## START RECORDS PROVIDED

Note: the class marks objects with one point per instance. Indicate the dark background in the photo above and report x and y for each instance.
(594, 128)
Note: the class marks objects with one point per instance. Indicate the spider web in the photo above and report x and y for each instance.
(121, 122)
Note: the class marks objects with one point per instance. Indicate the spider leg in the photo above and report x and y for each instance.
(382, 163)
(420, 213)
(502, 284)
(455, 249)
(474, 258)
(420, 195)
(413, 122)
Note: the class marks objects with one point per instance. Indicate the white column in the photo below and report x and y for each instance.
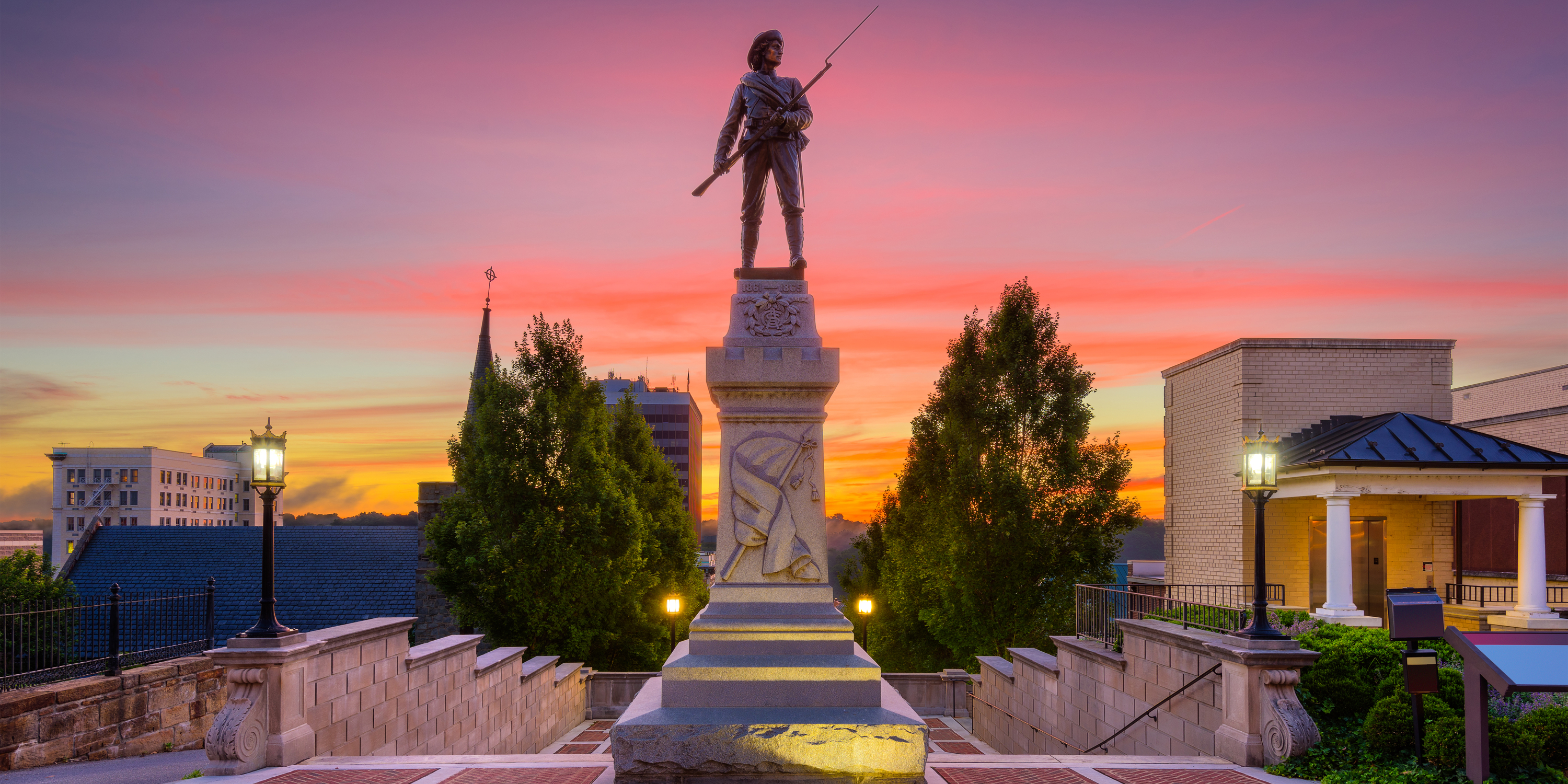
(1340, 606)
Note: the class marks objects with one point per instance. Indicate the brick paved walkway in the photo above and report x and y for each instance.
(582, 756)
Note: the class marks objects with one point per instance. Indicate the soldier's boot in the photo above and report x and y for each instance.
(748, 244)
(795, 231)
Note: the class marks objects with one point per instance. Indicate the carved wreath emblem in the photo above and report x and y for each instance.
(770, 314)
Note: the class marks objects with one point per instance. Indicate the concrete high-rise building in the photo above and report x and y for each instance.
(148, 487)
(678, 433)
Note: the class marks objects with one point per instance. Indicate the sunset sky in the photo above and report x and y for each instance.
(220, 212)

## END RECORDS PROVIDED

INSTRUCTIONS TO FOLLOW → Please rewrite all the items above, swapping "Indicate" for "Locate" and keeping everything else unchanged. Leave the pictures out of your answer.

FULL ANSWER →
Note: the class marks objects with one point per instance. Locate the dark background in the photo above and report x and y for each instance.
(594, 128)
Note: the class marks objects with one point per instance. Locate the spider web in the photo above and report x and y for each instance.
(121, 122)
Note: the class marks objects with one point per instance. Locate the spider leg in the photo above and report x and y for each instance.
(382, 163)
(420, 213)
(502, 284)
(455, 249)
(474, 258)
(420, 195)
(413, 122)
Note: the class marks objects with one point per instance. Locate the white column in the photo below and report x and y for each instance.
(1340, 606)
Note: the class marks objects with one point per instance. Locate the brick paved walkway in the photo above and report x and y for each instance.
(582, 756)
Note: the class marks objects with one point per instance. Locate the soldier's boot in the photo above and report x and y for each instance.
(748, 244)
(795, 231)
Note: the class marks objects with one point per instance. Locate the carved wreath emblem in the photo above and report x and y for each instance.
(770, 314)
Note: the class marks objects with one point per instance. Locate the concrete high-rise building in the photo above and report x and y for each instance.
(148, 487)
(678, 433)
Note: the class marks objects with one point per instance. Locate the sunset sky in the photo above and report x and y for each instance.
(220, 212)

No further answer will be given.